Source document:
Loading the Model and Tokenizer.......

Input name: input_ids
Input type: Tensor {
    ty: Int64, dimensions: [-1, -1],
    dimension_symbols: [Some("batch_size"), Some("sequence_length")] }

Input name: attention_mask
Input type: Tensor {
    ty: Int64, dimensions: [-1, -1],
    dimension_symbols: [Some("batch_size"), Some("sequence_length")] }

Output name: logits
#  <batch> <seqlength> <tokens>
Shape: [1, 256, 33]

What you may be able to discern from above:

CLI and runtime still in Rust.
Model has been converted to an ONNX file.
That ONNX file can be interpreted and run in a variety of contexts and the backends are maintained by consortia that is supported by the tech giants.
I am re-using the ESM2 tokenizer.
ONNX conversions reults in a defined INPUT/OUTPUT interface. in this case:

Inputs: The sequence tensor and the mask tensor (as i64).
Outputs: logits in the dimensions of [<batch>, <seqlength>, <vocab_size>]

Basically this is a MUCH better, faster way to make pLMs accessible for local apps. I will continue to use Rust for the ferritin project but will move any of my scientific efforts downstream closer to application. For this reason I have consolidated all the various pLM models I’ve worked on into a common, simple namespace, ferritin-plms.

Set exercise 1: In the model-loading excerpt, what shape is given for the logits output?
The data entries below have no connection to the text above.

Data entries:

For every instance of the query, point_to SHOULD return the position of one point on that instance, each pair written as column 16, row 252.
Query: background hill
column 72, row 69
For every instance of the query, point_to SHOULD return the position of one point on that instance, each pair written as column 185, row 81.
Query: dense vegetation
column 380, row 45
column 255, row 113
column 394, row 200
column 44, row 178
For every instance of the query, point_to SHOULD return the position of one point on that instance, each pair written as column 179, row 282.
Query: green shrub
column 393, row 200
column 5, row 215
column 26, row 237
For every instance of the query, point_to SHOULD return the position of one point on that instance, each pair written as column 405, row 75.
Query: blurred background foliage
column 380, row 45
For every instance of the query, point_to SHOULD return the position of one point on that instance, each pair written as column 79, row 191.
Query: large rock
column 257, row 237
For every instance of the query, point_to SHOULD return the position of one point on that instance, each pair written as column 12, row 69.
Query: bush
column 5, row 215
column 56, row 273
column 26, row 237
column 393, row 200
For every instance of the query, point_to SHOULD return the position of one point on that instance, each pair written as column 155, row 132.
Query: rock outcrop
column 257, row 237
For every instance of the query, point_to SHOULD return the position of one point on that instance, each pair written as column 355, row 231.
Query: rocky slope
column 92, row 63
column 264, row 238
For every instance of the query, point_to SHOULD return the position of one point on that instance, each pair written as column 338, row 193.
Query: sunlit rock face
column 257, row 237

Set exercise 2: Render the data entries from the line that contains "355, row 231." up to and including the final entry as a Markdown table with the columns No. and Entry, leaving out blank lines.

Worked answer 1: [1, 256, 33]

Worked answer 2:
| No. | Entry |
|---|---|
| 1 | For every instance of the query, point_to SHOULD return the position of one point on that instance, each pair written as column 355, row 231. |
| 2 | Query: rocky slope |
| 3 | column 92, row 63 |
| 4 | column 264, row 238 |
| 5 | For every instance of the query, point_to SHOULD return the position of one point on that instance, each pair written as column 338, row 193. |
| 6 | Query: sunlit rock face |
| 7 | column 257, row 237 |